» **Given request**:
Please rewrite the rows below, replacing every "Tag" with "Mark" and leaving everything else the same. Omit the pictures from your answer.

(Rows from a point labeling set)
============================================================
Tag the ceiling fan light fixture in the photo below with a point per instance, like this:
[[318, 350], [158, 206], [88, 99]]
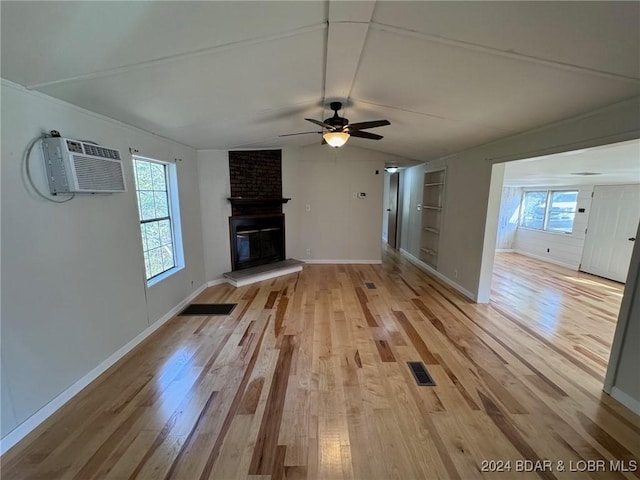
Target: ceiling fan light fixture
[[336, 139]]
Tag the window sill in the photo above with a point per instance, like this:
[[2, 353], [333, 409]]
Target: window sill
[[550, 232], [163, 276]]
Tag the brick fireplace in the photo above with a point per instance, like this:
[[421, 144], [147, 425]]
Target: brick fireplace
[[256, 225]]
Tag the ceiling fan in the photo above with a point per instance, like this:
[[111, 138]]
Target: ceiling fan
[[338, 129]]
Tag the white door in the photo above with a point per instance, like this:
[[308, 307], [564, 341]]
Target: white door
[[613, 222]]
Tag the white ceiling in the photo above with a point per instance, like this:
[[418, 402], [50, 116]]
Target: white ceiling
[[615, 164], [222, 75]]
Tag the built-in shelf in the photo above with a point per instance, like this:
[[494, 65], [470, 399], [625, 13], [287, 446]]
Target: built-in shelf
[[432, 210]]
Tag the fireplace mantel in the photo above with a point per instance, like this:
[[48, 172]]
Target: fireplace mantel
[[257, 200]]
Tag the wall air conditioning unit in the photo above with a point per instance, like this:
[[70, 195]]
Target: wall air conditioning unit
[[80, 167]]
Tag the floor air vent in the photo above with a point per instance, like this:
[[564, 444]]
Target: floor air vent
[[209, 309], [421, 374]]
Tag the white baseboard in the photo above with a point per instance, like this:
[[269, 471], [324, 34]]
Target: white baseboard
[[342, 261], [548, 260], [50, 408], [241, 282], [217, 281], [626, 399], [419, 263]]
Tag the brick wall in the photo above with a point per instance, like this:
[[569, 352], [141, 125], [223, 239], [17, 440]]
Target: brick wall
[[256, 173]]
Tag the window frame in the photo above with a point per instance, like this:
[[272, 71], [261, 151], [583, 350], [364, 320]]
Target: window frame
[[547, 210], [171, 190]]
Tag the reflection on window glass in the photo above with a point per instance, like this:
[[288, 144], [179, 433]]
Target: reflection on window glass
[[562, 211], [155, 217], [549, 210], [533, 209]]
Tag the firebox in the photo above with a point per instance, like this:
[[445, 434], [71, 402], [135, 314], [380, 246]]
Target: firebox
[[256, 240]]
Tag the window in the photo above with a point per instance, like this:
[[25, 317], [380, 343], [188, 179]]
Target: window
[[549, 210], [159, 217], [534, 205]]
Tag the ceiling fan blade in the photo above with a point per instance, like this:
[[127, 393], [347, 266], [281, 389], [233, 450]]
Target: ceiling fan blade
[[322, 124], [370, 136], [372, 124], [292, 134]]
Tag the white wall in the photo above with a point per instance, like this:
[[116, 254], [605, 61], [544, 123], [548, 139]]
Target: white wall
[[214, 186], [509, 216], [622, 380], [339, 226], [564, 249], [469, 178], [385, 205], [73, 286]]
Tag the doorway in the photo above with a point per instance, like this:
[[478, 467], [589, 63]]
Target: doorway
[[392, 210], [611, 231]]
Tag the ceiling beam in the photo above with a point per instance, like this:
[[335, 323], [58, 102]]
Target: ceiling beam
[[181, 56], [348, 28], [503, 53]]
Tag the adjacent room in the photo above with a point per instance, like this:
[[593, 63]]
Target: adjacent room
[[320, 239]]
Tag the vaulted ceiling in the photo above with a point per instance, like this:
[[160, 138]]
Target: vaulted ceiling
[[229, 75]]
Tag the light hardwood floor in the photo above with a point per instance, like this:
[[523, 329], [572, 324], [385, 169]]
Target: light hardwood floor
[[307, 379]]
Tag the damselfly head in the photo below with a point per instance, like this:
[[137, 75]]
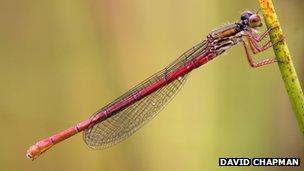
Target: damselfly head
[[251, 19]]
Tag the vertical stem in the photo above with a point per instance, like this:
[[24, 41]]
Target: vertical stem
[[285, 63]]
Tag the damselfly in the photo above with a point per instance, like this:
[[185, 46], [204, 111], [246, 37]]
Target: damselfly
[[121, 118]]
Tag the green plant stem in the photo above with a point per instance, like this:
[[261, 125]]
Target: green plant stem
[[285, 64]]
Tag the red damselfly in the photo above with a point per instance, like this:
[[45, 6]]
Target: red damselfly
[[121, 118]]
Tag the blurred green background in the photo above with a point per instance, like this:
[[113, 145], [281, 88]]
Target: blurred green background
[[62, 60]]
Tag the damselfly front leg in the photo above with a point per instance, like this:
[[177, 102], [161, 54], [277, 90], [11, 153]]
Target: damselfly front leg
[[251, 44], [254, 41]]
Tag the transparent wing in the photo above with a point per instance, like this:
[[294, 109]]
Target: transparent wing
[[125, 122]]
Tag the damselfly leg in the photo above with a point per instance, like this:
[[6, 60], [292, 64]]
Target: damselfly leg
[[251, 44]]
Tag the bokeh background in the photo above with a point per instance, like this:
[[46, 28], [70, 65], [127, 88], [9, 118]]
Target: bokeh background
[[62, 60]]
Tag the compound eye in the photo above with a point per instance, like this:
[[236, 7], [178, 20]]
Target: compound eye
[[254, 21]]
============================================================
» **Answer for the task**:
Mark the ceiling fan light fixture in the photo below with a point per instance, like this:
[[318, 350], [158, 206], [88, 99]]
Target: ceiling fan light fixture
[[336, 139]]
Mark the window sill in the photo above with a point per instance, like this:
[[2, 353], [333, 409]]
Target: window sill
[[550, 232], [163, 276]]
Mark the brick fireplace in the photo above with a point per instance, like this:
[[421, 144], [147, 425]]
Target: brick fireplace
[[256, 225]]
Mark the ceiling fan in the photo above with a point per instance, like this:
[[111, 138]]
Target: ceiling fan
[[338, 129]]
Mark the white door in the photo above with a point per instance, like this:
[[308, 307], [564, 341]]
Target: white door
[[613, 222]]
Mark the white ceiling in the photo above with a point per instance, like this:
[[418, 402], [50, 116]]
Target: white ceiling
[[615, 164], [222, 75]]
Mark the built-in shelf in the photo above with a point per instance, like this:
[[494, 65], [470, 399], [625, 13], [287, 446]]
Target: built-in shelf
[[432, 210]]
Mark the fireplace mantel in the photo above with a point per instance, like this:
[[48, 172]]
Target: fireplace mantel
[[257, 200]]
Mark the wall air conditioning unit in the photo above with a point per instance, like this:
[[70, 195]]
Target: wall air conditioning unit
[[80, 167]]
Mark the floor air vent in the photo above with a point per instance, like this:
[[564, 444]]
Target: floor air vent
[[209, 309], [421, 374]]
Mark the white baseboard in the photo above with a point per instance, like this:
[[269, 471], [324, 34]]
Target: white baseboard
[[342, 261], [548, 260], [50, 408], [241, 282], [217, 281], [626, 399], [419, 263]]
Mark the brick wall in the photo above with a point per instance, like this:
[[569, 352], [141, 125], [223, 239], [17, 440]]
Target: brick wall
[[256, 173]]
Mark the window frame in the photo above with a point per instance, like this:
[[272, 71], [261, 151], [583, 350], [364, 320]]
Target: window frame
[[547, 210], [171, 190]]
Mark the reflection on window glass in the photo above with a point per instance, like this:
[[288, 144], [179, 433]]
Target: reflection on window glass
[[562, 211], [155, 217], [549, 210], [533, 209]]
Mark the firebox in the photo above with a point per instance, like this:
[[445, 434], [71, 402], [135, 314], [380, 246]]
Target: firebox
[[256, 240]]
Mark the window in the photo above with a point per instance, like this:
[[25, 317], [380, 343], [188, 179]]
Target: window
[[549, 210], [159, 217], [534, 205]]
Mark the ceiling fan blade in the photo above with a point per instance, like this:
[[127, 393], [347, 266], [281, 389], [233, 450]]
Target: ceiling fan blade
[[322, 124], [370, 136], [372, 124], [292, 134]]
Mark the white wall in the photo above with a point per instance, like this:
[[116, 254], [605, 61], [544, 123], [548, 139]]
Target: white wall
[[214, 186], [509, 216], [622, 380], [339, 226], [564, 249], [469, 178], [385, 205], [73, 286]]
Mark the doorway in the photo above with a point per instance, like this:
[[478, 467], [589, 63]]
Target: doorway
[[392, 210], [611, 231]]
Mark the ceiling beam in the photo above with a point per instance, like this:
[[335, 323], [58, 102]]
Target: ceiling beam
[[181, 56], [348, 28], [503, 53]]
Mark the adjacent room in the photo above with a point per instance, like this:
[[593, 63]]
Target: adjacent room
[[320, 239]]
Mark the vaulted ceiling in the photo above with a point per instance, like this:
[[160, 138]]
Target: vaulted ceiling
[[229, 75]]
Mark the light hardwood floor in the photo above with a point per instance, like this:
[[523, 329], [572, 324], [385, 169]]
Target: light hardwood floor
[[307, 379]]
Mark the damselfly head in the photo below with a point per instance, like this:
[[137, 75]]
Target: damselfly head
[[251, 19]]
Mark the vertical stem in the photo above with a point per instance, like this:
[[24, 41]]
Target: vertical stem
[[285, 63]]
Mark the damselfly in the photo above with a point per instance, like this:
[[185, 46], [204, 111], [246, 37]]
Target: damselfly
[[121, 118]]
Mark the green plant stem in the photo above with a point per instance, like this:
[[261, 125]]
Target: green plant stem
[[285, 64]]
Mark the red damselfly in the photo above with a point per instance, like this:
[[45, 6]]
Target: red damselfly
[[121, 118]]
Mark the blurred green background in the photo above with a point per instance, like this:
[[113, 145], [281, 88]]
Target: blurred green background
[[62, 60]]
Mark the damselfly front leg in the photo above with a point per instance, like this:
[[177, 102], [161, 54], [277, 90], [11, 153]]
Target: damselfly front leg
[[251, 44], [254, 41]]
Mark the transparent wing in the photo above with a point per instance, like this:
[[294, 109]]
Target: transparent wing
[[125, 122]]
Mark the damselfly leg in the photo above with a point per instance, like this:
[[6, 60], [292, 64]]
Target: damselfly leg
[[251, 44]]
Mark the bokeh background in the photo above with a point per instance, like this:
[[46, 28], [70, 65], [127, 88], [9, 118]]
Target: bokeh background
[[62, 60]]
Mark the compound eye in the photo above with a point per instance, like this:
[[236, 7], [178, 20]]
Target: compound eye
[[254, 21]]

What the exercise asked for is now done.